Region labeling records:
⟨
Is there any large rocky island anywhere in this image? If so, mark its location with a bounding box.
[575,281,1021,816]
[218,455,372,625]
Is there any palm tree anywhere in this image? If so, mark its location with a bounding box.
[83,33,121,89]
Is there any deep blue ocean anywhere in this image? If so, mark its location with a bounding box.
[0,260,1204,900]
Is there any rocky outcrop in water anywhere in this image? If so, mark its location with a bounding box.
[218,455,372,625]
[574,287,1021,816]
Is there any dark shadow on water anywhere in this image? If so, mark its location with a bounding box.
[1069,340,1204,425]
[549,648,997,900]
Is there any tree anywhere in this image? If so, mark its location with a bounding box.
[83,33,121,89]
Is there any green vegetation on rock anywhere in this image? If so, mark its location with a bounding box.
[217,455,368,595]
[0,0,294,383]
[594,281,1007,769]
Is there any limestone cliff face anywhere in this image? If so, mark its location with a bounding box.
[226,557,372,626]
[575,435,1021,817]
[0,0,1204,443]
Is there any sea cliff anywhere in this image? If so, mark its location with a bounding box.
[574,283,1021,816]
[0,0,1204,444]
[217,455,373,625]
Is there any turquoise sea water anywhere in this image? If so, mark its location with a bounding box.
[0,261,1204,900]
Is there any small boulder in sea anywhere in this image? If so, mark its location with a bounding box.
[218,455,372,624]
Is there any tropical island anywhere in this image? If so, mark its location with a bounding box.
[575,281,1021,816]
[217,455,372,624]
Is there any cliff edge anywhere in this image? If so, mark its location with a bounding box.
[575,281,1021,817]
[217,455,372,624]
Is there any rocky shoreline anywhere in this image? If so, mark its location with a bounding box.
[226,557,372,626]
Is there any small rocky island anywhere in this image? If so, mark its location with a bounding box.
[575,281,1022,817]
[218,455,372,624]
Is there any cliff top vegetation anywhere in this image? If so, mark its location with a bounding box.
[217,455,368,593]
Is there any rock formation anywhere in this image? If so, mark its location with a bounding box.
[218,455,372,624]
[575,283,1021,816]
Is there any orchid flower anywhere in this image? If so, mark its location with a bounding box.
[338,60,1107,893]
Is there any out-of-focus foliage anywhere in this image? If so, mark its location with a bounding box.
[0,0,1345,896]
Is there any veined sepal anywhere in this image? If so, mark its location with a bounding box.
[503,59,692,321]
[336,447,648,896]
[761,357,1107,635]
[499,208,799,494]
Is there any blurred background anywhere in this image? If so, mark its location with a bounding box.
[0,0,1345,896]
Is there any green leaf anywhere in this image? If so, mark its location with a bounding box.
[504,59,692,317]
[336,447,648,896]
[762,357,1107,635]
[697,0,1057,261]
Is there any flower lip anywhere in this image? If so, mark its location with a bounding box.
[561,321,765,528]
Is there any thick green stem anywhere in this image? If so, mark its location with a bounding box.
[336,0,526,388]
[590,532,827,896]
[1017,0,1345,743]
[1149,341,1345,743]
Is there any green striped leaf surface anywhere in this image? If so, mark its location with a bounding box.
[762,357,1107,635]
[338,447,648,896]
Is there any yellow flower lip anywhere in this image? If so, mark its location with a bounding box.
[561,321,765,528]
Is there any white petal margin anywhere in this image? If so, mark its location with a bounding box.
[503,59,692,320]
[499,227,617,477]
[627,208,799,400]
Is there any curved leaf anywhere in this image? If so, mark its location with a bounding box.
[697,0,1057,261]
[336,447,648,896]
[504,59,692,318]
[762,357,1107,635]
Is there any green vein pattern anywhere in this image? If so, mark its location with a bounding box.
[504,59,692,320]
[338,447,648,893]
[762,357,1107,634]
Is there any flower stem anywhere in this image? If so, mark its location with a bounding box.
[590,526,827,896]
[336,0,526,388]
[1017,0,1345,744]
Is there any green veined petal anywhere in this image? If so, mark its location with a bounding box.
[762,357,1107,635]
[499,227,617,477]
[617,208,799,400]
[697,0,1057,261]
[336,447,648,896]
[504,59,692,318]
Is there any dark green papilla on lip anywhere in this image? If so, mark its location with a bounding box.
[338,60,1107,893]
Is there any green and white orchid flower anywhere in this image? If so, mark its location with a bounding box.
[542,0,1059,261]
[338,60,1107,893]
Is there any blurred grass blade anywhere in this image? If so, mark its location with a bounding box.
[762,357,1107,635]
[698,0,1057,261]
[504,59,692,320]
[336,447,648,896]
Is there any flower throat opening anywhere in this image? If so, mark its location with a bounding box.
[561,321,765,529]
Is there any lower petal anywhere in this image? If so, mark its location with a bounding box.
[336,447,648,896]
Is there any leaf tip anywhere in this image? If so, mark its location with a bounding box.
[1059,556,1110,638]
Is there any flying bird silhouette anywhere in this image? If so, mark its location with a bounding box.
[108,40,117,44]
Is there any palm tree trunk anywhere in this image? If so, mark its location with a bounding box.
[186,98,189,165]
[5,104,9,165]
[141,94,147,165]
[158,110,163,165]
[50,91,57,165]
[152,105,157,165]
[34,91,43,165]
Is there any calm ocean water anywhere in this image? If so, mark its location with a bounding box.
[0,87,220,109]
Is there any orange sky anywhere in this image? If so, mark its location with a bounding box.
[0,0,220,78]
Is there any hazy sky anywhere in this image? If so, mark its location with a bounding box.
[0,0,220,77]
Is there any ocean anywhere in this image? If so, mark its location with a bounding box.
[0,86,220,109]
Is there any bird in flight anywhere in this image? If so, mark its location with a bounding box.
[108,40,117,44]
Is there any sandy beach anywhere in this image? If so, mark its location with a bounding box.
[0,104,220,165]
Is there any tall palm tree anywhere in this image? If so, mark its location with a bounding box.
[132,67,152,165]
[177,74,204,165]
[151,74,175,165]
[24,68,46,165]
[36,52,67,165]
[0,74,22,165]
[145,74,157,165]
⟩
Make an exact copy of all the data.

■ Answer in full
Is there any large rocky island anywhere in this image? If so, mark its location with a bounding box.
[575,281,1021,816]
[218,455,372,625]
Is there any palm tree anywhere in this image? If so, mark its location with a bounding box.
[83,33,121,89]
Is there any deep blue ocean anywhere in this image? If so, mark its location with a bounding box.
[0,260,1204,900]
Is there any rocky outcrop in water anywhere in this image? If so, mark its location with a bounding box.
[218,455,372,625]
[574,287,1021,816]
Is there any dark shadow on water anywhere in this image? If so, mark its location with a bounding box.
[1069,340,1204,425]
[549,648,997,900]
Is there any tree anywhere in this image? If so, mark its location with a bounding box.
[83,33,121,89]
Is there any green vegetation on rock anywhere in this image? If so, mark its location with a bounding box.
[217,455,368,595]
[0,0,294,383]
[594,281,1007,769]
Is there any limestone cliff face anywhere in this image? If so, mark its location with a bounding box.
[226,557,372,626]
[575,435,1021,817]
[0,0,1204,443]
Is there any sea cliff anywhere in this image? If so, mark its location with a bounding box.
[574,283,1021,816]
[0,0,1204,444]
[217,455,373,625]
Is there any turquoise sea water anywhere in this image? If so, mark its location with a bounding box.
[0,261,1204,900]
Is there any small boulder in sea anywhere in this image? If so, mark its location with a bounding box.
[218,455,372,624]
Is there any tropical island anywhere in this image? If so, mark its location with a bounding box.
[575,281,1021,816]
[217,455,372,624]
Is there any cliff edge anywhere in this image? If so, mark its location with a bounding box.
[575,281,1021,817]
[217,455,372,624]
Is there any rocky shoreline anywhere in this image? If so, mark its location with a bounding box.
[226,557,372,626]
Is there any small rocky island anywhere in this image? If so, mark its location with a bounding box.
[575,281,1022,817]
[218,455,372,624]
Is there any cliff top vegetation anywhere in this image? If so, mark its location with a bounding box.
[217,455,368,593]
Is there any rock formation anywhere in this image? If so, mark its location with a bounding box.
[218,455,372,624]
[575,283,1021,816]
Is there any orchid flower anywhere in this image? If so, mark its location with a bounding box.
[338,60,1107,893]
Is there any out-of-focus foliage anywhere in this image? If so, mark its location with a bounding box.
[0,0,1345,896]
Is there any veined sepal anywhere in this image? If so, mark its location with a bounding box.
[503,59,692,321]
[336,447,648,896]
[761,357,1107,635]
[499,208,799,494]
Is there any blurred background anywhere in this image? If so, mark its location with a bounding box.
[0,0,1345,896]
Is there any green leaf anywhere in this image? If so, mark its location with a bounding box.
[504,59,692,317]
[336,447,648,896]
[762,357,1107,635]
[697,0,1057,261]
Is there any flower lip anywhere in this image? If so, mark its location with a bounding box.
[561,321,765,528]
Is there any thick green stem anywhere in this image? If so, mark its location with a bounding box.
[336,0,526,388]
[590,532,827,896]
[1017,0,1345,743]
[1149,341,1345,743]
Is there any green striped leaf surface anywhere in this image? If so, mark its location with a bounding box.
[762,357,1107,635]
[338,447,648,896]
Is there any yellow flower lip anywhere in this image? If so, mark its location with a bounding box.
[561,321,765,528]
Is there any white petal margin anywhere in this image? If so, mark its location with a bounding box.
[503,59,692,320]
[499,227,617,477]
[627,208,799,400]
Is there any curved leaf anywhere in this image? If so, mark its location with a bounding box.
[697,0,1057,261]
[336,447,648,896]
[504,59,692,318]
[762,357,1107,635]
Is there any green vein pattern anywhere in this image? If so, mark its location with a bounding box.
[504,59,692,320]
[338,447,648,893]
[762,357,1107,634]
Is there any flower stem anywhere in this image? If so, mark its location with a bounding box.
[590,526,827,896]
[336,0,526,388]
[1017,0,1345,744]
Is there any green veined petal anywhere in this image? If so, mark its location with a bounding box.
[762,357,1107,635]
[499,227,617,477]
[617,208,799,400]
[697,0,1057,261]
[336,447,648,896]
[504,59,692,318]
Is there any dark green papilla on lip anywhere in this image? If so, mark its location with a bounding box.
[338,60,1107,893]
Is there any green and white orchid flower anywhere in this image? If so, mark its location with a bounding box.
[542,0,1059,261]
[338,60,1107,893]
Is there any blurred grass blade anywhere in this image? If so, mark its location with a bounding box.
[762,357,1107,635]
[698,0,1057,261]
[504,59,692,320]
[336,447,648,896]
Is there any flower throat opening anywhere in this image? If so, mark its location with a bounding box.
[561,321,765,529]
Is there any lower petal anywhere in this image? If so, mark its location with a bounding box.
[336,447,648,896]
Is there any leaf tip anywhere in this image? If so, mark its location with a bounding box.
[1059,556,1110,638]
Is there any flying bird silhouette anywhere in this image? If so, mark its location with a bounding box.
[108,40,117,44]
Is there any palm tree trunk anywhere in this image? If so, mark its location with a bounding box.
[186,98,189,165]
[5,104,9,165]
[141,94,147,165]
[158,110,163,165]
[50,91,57,165]
[152,105,157,165]
[34,91,43,165]
Is there any calm ocean water anywhere in this image? If so, mark its location with a bounding box.
[0,87,220,109]
Is there any orange sky anywhere in this image? If so, mark its location with a bounding box.
[0,0,220,78]
Is there any hazy sky anywhere in this image? If so, mark its location with a bounding box.
[0,0,220,77]
Is there any ocean anywhere in this image? If so, mark its location with a bounding box.
[0,86,220,109]
Is there any bird in flight anywhere in this image? If so, mark its location with a bounding box.
[108,40,117,44]
Is there any sandy beach anywhere in this image? If so, mark its location with a bounding box.
[0,104,220,165]
Is there any tall palm tree anywhere in this image? If so, mark its location with a bounding box.
[132,67,152,165]
[177,74,204,165]
[151,74,175,165]
[24,68,46,165]
[36,52,67,165]
[0,74,22,165]
[145,74,157,165]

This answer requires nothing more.